→ Texto fuente:

================================

Cuando leo en los diarios impresos, especialmente en La Hora, declaraciones de altos y medianos funcionarios acerca del combate a la corrupción y de las decisiones que han adoptado para disminuir o erradicar esa nociva práctica en la administración pública, no sé si sonreírme o mandar al carajo mi cómoda tranquilidad para lanzar expresiones groseras en torno a este asunto y sus protagonistas mediáticos, porque me imagino que ellos se regocijarán ante la ignorancia o indiferencia de los guatemaltecos medianamente comprometidos con la decencia, integridad y moralidad, heredada de sus progenitores o adquirida voluntariamente.
Hace alrededor de dos semanas el presidente Pérez Molina expresó una aseveración que también me dejó perplejo, al sentenciar que la corrupción está tan escondida que es difícil descubrirla. Anteriormente, empero, fue la espolvoreada vicepresidenta Baldetti quien dijo con aplomo que ese fenómeno que no llega a estremecer a todos los guatemaltecos, pero que llega a salpicar a la mayoría, aunque sea en su aspecto pasivo, es un monstruo de mil cabezas.

================================

→ Entradas proporcionadas:

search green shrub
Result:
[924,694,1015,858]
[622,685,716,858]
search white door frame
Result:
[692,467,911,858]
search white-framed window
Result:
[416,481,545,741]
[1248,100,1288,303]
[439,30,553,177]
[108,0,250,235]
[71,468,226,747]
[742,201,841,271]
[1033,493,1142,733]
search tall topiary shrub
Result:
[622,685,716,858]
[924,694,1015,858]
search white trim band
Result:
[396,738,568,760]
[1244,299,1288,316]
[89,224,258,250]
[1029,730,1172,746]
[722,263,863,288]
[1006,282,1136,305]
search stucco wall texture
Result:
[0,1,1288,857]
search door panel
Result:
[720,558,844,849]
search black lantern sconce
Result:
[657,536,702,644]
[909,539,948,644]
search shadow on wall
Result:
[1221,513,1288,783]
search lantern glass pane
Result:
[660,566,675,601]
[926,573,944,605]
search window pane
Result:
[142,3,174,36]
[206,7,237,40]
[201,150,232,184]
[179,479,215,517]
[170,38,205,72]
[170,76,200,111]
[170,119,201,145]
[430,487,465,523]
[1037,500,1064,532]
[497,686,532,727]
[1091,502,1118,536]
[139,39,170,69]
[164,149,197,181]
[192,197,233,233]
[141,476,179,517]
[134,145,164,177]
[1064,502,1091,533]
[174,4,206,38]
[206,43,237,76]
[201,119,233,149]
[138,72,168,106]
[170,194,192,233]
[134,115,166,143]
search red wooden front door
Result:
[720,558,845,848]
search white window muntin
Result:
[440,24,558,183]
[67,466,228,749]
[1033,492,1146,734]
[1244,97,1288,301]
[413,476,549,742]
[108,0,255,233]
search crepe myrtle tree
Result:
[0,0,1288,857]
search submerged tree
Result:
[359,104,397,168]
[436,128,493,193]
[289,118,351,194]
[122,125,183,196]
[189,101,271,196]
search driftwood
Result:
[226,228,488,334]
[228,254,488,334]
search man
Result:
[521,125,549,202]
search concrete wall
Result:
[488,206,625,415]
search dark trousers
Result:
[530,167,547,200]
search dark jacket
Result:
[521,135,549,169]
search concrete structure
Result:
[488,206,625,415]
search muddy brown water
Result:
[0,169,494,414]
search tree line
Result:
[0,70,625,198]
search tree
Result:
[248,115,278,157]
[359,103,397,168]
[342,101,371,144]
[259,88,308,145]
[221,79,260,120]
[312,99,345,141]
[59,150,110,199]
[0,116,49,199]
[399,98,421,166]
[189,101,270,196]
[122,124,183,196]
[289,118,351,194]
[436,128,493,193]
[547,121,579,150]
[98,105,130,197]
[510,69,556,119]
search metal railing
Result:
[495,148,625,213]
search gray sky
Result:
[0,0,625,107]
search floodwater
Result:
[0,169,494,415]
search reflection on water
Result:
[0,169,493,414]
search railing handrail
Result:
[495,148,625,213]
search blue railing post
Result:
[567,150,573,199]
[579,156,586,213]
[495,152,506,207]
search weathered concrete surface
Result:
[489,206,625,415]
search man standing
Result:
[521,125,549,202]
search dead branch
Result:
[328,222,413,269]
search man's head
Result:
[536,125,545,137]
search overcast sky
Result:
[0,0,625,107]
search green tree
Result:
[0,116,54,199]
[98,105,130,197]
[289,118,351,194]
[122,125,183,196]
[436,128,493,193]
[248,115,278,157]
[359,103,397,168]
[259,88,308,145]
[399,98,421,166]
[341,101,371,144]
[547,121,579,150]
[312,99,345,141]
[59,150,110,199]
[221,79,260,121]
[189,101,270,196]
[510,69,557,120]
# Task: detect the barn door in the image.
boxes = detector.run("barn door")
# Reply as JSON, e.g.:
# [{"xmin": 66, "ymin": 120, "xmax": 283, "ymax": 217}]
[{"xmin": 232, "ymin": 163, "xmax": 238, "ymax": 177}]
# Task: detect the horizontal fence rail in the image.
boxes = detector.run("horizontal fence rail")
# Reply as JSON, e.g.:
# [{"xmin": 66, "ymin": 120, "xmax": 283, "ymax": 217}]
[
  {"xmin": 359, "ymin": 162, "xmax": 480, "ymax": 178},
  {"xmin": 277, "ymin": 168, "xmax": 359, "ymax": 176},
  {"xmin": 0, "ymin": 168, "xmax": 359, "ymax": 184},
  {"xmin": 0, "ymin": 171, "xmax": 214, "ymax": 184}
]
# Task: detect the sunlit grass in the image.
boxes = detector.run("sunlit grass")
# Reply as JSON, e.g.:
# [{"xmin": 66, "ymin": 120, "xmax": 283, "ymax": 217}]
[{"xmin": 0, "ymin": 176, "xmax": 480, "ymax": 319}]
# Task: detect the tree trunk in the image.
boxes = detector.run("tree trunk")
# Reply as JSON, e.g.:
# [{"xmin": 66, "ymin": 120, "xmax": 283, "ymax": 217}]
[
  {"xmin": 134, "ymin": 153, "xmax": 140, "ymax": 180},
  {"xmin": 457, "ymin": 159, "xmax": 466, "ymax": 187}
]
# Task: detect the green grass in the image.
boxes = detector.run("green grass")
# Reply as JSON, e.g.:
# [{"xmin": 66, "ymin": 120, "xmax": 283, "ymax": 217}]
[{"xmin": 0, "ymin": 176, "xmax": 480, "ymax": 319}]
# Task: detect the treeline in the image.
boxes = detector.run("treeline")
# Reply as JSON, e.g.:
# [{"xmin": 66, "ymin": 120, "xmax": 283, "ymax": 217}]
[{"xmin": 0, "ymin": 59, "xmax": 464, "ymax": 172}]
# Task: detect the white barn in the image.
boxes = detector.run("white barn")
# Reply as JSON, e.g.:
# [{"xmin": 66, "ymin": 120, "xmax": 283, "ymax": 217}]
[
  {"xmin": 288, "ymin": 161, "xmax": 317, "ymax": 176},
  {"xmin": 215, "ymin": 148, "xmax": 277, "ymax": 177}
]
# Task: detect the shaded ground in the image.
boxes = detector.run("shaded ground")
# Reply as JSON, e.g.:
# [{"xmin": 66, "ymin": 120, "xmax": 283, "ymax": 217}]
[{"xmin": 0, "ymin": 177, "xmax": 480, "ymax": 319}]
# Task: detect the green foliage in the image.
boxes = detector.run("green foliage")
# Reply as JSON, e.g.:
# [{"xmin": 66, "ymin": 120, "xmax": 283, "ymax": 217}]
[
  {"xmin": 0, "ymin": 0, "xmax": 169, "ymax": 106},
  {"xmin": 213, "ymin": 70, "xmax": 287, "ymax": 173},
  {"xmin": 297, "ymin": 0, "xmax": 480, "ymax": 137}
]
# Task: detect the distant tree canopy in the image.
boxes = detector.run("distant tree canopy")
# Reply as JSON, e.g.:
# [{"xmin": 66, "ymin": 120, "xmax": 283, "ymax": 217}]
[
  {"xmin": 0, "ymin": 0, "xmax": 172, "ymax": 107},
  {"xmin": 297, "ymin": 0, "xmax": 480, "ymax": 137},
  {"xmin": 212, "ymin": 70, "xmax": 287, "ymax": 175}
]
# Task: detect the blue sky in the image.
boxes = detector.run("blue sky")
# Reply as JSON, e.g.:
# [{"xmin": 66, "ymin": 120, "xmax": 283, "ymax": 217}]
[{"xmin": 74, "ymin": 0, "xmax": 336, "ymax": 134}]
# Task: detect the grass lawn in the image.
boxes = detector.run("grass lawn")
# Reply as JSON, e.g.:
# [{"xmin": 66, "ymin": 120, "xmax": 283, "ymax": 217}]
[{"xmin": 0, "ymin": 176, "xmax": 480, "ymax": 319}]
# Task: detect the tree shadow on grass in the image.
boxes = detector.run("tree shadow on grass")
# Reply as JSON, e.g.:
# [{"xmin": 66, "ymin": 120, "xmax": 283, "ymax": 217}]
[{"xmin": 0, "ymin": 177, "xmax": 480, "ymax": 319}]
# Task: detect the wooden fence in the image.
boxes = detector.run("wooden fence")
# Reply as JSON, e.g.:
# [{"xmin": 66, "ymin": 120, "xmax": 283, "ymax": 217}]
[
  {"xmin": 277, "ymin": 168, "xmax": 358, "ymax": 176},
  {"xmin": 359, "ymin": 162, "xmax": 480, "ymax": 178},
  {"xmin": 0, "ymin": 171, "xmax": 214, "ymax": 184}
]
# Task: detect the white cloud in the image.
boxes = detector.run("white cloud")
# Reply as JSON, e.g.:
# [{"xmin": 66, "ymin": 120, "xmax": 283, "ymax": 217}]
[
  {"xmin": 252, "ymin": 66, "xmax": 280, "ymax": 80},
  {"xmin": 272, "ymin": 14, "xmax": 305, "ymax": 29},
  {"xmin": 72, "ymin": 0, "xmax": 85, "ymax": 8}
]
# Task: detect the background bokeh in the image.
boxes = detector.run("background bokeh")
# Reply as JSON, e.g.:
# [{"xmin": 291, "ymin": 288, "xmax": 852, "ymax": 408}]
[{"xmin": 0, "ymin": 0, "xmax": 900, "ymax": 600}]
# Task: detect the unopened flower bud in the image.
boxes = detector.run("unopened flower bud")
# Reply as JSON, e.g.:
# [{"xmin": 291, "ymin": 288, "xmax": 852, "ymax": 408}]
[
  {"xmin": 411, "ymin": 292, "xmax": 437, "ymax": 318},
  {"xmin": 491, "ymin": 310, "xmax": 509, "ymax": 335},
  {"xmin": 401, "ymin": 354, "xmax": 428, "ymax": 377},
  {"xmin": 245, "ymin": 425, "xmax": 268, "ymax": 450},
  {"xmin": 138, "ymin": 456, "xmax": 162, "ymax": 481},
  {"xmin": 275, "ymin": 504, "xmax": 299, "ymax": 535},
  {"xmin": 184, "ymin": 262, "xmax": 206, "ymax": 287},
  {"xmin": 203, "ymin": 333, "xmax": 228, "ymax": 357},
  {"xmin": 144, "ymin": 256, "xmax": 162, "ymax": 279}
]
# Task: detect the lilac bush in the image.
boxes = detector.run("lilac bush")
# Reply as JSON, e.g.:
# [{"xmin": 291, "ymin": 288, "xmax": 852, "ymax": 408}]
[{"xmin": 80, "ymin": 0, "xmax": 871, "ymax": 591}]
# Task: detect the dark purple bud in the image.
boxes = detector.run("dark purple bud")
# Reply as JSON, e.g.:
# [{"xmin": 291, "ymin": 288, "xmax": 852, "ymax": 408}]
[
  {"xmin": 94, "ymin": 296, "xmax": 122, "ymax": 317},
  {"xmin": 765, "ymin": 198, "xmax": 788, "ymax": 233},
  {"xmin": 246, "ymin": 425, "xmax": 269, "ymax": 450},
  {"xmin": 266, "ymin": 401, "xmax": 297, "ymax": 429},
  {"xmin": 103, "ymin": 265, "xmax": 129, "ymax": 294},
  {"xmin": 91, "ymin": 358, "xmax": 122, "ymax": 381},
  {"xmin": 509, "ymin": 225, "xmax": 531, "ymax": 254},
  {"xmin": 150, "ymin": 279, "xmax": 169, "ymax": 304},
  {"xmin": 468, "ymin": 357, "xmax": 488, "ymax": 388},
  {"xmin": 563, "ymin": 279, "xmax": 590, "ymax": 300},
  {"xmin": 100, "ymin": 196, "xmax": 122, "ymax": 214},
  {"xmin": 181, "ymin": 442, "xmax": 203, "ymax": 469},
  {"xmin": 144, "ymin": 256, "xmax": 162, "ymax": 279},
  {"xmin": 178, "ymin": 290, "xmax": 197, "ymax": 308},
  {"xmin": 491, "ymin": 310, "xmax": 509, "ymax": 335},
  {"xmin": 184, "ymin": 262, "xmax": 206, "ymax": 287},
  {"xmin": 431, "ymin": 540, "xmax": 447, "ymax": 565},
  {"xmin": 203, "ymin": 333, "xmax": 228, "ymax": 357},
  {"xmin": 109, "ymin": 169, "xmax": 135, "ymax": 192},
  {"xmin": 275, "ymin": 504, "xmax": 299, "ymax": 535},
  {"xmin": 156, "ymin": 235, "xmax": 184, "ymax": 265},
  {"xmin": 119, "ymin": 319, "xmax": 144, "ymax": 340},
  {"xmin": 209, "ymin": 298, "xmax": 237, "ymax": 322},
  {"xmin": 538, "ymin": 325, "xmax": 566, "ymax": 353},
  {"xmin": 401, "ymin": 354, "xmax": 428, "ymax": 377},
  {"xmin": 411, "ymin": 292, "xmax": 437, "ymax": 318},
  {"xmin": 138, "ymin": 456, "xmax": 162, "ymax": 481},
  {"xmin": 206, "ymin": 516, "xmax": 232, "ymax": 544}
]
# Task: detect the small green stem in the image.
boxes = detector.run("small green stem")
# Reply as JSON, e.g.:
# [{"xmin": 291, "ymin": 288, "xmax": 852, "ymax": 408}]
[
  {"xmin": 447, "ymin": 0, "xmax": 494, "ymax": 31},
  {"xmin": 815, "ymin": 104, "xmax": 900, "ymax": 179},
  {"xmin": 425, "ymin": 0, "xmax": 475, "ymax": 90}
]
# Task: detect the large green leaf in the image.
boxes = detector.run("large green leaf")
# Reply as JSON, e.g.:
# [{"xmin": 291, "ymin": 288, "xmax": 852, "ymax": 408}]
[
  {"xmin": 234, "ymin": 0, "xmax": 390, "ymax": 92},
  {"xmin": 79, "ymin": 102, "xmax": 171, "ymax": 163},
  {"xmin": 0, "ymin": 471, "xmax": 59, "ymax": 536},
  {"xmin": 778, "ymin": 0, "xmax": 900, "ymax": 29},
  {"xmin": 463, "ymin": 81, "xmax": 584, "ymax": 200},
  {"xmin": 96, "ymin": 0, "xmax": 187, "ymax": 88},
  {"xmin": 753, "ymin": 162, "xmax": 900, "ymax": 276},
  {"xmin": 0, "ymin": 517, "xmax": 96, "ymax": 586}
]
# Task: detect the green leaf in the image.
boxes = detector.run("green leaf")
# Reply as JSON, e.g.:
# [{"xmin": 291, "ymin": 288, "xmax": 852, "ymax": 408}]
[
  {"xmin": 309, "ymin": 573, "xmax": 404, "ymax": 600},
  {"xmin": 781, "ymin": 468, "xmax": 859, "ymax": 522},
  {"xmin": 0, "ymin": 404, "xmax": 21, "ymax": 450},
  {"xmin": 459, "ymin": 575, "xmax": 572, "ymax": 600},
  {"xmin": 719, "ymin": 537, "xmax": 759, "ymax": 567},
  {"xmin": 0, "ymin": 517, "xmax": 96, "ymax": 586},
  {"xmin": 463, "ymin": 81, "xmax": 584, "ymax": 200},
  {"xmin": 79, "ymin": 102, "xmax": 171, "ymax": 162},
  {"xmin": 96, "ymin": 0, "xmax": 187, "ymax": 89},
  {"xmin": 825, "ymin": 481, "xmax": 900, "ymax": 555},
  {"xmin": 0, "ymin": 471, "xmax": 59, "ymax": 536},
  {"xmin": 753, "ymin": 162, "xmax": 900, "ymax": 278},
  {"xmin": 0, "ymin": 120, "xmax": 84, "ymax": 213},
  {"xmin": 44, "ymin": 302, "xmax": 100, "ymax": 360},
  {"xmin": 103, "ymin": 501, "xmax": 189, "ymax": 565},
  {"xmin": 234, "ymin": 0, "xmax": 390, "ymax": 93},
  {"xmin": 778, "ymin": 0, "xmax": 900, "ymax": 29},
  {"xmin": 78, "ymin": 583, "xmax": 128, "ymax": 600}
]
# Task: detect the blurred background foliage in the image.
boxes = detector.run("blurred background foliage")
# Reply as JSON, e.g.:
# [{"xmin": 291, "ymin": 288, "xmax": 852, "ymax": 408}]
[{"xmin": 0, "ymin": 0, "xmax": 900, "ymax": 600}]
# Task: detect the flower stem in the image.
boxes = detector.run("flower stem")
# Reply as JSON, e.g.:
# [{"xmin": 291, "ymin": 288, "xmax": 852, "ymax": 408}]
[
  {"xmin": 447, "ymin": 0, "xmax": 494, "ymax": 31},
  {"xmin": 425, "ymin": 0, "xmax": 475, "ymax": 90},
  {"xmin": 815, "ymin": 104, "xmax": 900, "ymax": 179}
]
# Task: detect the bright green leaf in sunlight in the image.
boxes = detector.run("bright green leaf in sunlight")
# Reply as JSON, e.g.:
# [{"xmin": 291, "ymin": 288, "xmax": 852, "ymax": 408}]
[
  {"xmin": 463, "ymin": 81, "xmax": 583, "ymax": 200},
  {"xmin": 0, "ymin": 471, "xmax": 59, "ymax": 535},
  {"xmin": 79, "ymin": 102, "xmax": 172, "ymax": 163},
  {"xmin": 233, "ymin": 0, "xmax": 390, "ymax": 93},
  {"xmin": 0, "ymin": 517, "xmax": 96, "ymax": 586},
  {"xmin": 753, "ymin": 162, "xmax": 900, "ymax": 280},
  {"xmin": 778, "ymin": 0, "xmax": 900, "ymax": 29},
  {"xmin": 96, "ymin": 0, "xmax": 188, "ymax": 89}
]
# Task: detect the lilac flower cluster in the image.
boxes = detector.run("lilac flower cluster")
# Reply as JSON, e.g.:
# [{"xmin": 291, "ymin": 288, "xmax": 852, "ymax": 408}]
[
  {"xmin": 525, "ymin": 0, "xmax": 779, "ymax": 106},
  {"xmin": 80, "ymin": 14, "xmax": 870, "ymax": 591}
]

================================

→ Objetivo del ejercicio:
Responda con datos del texto sobre la corrupción:
(a) ¿Qué diario impreso se menciona de forma especial?
(b) ¿Qué afirmó el presidente Pérez Molina acerca de la corrupción?
(c) ¿Con qué expresión describió la vicepresidenta Baldetti ese fenómeno?
Las entradas constituyen material independiente del texto sobre la corrupción.

→ Respuesta al ejercicio:
(a) La Hora.
(b) Que la corrupción está tan escondida que es difícil descubrirla.
(c) Como un monstruo de mil cabezas.